= INPUT RECORDS =
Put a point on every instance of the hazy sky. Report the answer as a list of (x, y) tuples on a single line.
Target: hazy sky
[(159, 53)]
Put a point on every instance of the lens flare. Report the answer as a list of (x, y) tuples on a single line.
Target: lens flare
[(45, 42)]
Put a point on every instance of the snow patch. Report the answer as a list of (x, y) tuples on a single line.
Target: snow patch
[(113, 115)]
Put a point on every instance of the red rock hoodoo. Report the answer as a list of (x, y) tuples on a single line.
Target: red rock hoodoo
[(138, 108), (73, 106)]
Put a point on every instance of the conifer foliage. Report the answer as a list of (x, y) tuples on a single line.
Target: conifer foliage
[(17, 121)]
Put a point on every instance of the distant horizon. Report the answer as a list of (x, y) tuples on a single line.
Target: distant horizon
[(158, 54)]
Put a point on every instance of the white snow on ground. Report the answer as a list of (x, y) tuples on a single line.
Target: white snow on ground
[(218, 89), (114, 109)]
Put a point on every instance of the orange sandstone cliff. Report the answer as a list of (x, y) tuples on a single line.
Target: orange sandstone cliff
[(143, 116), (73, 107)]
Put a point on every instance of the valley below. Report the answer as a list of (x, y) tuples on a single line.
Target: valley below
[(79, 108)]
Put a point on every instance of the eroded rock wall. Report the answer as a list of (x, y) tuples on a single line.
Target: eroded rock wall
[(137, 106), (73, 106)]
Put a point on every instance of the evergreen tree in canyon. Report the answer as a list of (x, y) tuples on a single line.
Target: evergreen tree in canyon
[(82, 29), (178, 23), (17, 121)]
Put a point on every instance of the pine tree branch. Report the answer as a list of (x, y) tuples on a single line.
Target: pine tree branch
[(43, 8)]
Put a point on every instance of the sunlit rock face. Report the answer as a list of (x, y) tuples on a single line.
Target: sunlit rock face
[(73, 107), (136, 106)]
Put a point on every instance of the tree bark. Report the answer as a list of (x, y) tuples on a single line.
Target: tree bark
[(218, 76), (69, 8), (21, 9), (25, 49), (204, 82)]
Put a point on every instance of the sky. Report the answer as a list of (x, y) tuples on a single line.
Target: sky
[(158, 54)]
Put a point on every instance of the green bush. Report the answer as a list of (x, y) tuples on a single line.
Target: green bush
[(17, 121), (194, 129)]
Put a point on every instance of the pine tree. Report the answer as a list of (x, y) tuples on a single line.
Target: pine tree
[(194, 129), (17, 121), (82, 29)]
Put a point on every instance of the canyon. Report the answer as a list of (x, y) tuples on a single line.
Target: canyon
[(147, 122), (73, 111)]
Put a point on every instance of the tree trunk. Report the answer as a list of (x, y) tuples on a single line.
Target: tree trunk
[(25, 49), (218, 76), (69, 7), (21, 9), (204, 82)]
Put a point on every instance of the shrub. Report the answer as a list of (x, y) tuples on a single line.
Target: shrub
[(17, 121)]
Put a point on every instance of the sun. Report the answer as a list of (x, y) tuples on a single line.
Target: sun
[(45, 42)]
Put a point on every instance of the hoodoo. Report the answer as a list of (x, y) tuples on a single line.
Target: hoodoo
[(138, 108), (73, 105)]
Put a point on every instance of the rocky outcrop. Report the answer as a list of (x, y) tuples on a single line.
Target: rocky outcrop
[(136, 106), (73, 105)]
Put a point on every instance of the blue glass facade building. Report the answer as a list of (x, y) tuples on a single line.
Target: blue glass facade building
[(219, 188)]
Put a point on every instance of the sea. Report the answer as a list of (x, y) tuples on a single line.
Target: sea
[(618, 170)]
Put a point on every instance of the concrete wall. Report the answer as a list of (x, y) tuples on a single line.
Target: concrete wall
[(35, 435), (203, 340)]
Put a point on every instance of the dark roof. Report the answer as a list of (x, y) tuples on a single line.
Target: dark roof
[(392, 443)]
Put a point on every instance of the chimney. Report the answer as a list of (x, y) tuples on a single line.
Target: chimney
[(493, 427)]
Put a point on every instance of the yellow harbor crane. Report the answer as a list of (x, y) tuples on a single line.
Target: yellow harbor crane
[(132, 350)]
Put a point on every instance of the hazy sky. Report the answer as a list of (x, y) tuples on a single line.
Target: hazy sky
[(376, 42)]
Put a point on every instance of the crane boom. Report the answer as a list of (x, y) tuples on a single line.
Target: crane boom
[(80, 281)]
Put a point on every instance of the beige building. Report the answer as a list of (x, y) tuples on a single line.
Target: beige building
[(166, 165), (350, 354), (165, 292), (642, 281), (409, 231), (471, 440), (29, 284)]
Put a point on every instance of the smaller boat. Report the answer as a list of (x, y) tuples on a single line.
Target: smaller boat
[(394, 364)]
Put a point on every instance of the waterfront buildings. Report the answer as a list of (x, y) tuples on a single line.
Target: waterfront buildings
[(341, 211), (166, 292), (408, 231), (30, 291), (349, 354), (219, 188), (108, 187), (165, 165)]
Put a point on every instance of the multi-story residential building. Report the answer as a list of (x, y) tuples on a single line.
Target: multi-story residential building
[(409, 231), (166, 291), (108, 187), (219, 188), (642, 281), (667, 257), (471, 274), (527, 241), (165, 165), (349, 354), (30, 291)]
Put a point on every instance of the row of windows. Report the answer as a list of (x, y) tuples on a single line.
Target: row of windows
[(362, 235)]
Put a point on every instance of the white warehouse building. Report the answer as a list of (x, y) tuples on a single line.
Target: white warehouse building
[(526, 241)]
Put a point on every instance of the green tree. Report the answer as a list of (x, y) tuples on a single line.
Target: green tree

= TASK REQUIREMENTS =
Find "Target: tree bark" in the entries above and copy that whole line exactly, then each line after it through the line that contains "Put a point on every instance of the tree trunk.".

= RESPONSE AREA =
Target: tree bark
[(218, 76), (69, 8), (21, 9), (25, 49), (204, 82)]
Put a point on every instance of the sky. Report the answer as a list of (x, y) tuples on a single line.
Target: sky
[(158, 54)]
Put a point on every instance of the green bush. Report the answer as a list of (x, y) tuples on a single line.
Target: green bush
[(17, 121), (194, 129)]
Put a point on every instance of the pine tree. Report the answer as a list of (x, y) tuples on a single line.
Target: pine tree
[(194, 129), (17, 121), (82, 29)]
Put a point on every instance of the canyon. Report the answer as a list of (x, y) tuples on a single line.
Target: canyon
[(147, 122), (73, 111)]
Put a point on every instance of the tree trunk. Report the answer as a list of (x, y) tuples on a single line.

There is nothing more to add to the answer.